▶ _作業指示_
オレオレ詐欺の文章を読み、次の問いに答えてください。
1. 以前電話がかかってきた時、父は何と言ってやり返したか。
2. 今回の電話で、詐欺師は父に何をメモするよう頼んだか。
3. 詐欺師は明日どこへ行くと言ったか。

▶ _対象の文章_

オレオレ詐欺

オレオレ詐欺はこれだけ世に知られているのに未だにその被害件数は下がらない。
そして手口が巧妙になって疑り深い人をも騙してしまうようである。

実は私の父の家にも過去にかかってきたらしい。
その時は、
父「ああ、太郎か?」
詐欺師「そう太郎」
父「うちには太郎はいませーん」
とユーモアたっぷりにやり返したそうだ。
ところが今回はそうはいかなかった。

詐欺師「ゴホッゴホッ、親父ー電話番号変わるぞー」
父「どないしたんや?風邪か?」
詐欺師「ちょっと体調崩しただけや。それより新しい番号言うからメモ取ってくれ」
父「ああわかった、ちょっと待て」
父「新型インフルエンザとは違うんか?番号は?」
詐欺師「ああたぶんちゃうと思うけどな、明日病院行ってくるわ。番号は090・・・」
父「繰り返すぞ、090・・・」
詐欺師「そうやそうや。携帯とか家の電話とか全部書き換えといてくれ。」
父「おお、わかった。ちゃんと病院行けよ。行ったら連絡せーよ。」
詐欺師「おー、そうするわ。ほんならな。」

これで会話は終わったそうだ。

▶ _提示された一覧_
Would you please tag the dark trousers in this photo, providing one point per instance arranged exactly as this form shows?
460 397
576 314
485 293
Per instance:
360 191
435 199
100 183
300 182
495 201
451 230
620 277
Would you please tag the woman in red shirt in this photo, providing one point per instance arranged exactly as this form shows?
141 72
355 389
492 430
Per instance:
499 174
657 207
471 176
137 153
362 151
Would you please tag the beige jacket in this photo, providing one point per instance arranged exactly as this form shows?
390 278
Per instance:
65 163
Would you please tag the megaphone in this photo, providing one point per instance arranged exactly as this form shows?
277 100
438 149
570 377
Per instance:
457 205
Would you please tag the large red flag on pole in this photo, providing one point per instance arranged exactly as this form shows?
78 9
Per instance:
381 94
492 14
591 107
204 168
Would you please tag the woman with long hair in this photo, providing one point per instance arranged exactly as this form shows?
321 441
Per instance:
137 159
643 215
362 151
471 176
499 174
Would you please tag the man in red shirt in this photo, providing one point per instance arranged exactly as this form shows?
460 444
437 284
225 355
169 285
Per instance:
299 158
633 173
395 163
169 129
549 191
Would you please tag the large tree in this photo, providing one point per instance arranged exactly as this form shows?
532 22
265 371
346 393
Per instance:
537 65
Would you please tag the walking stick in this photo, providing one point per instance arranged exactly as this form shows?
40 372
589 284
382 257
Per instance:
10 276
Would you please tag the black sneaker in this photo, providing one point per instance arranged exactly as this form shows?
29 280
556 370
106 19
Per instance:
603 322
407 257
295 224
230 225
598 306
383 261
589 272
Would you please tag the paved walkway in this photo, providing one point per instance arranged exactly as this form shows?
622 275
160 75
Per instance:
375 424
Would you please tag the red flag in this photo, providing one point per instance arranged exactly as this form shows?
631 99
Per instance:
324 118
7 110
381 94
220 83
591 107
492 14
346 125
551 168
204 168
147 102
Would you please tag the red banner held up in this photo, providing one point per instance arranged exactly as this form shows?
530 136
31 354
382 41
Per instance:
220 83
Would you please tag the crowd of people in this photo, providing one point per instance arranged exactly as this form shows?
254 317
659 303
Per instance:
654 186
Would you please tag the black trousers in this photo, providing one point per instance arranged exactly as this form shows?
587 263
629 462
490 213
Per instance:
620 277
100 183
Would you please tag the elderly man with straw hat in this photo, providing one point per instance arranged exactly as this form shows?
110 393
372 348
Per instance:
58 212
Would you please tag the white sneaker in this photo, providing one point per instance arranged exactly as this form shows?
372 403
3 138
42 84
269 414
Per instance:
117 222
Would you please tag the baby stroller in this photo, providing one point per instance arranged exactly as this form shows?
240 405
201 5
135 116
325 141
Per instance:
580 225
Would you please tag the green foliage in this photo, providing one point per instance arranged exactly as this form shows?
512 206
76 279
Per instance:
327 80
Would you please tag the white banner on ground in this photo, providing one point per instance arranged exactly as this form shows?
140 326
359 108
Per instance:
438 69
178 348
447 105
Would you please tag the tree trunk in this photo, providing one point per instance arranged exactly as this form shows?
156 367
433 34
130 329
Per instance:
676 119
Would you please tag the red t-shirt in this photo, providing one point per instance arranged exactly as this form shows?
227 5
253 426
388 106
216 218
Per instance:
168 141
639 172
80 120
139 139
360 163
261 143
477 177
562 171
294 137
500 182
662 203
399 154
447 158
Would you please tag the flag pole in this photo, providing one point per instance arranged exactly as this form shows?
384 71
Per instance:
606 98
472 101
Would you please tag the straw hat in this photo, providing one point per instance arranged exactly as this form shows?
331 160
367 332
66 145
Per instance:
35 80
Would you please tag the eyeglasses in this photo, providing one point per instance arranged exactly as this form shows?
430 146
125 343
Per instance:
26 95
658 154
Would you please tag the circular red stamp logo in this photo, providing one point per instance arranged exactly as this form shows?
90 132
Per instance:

▶ _作業結果_
1. 「うちには太郎はいませーん」
2. 新しい電話番号
3. 病院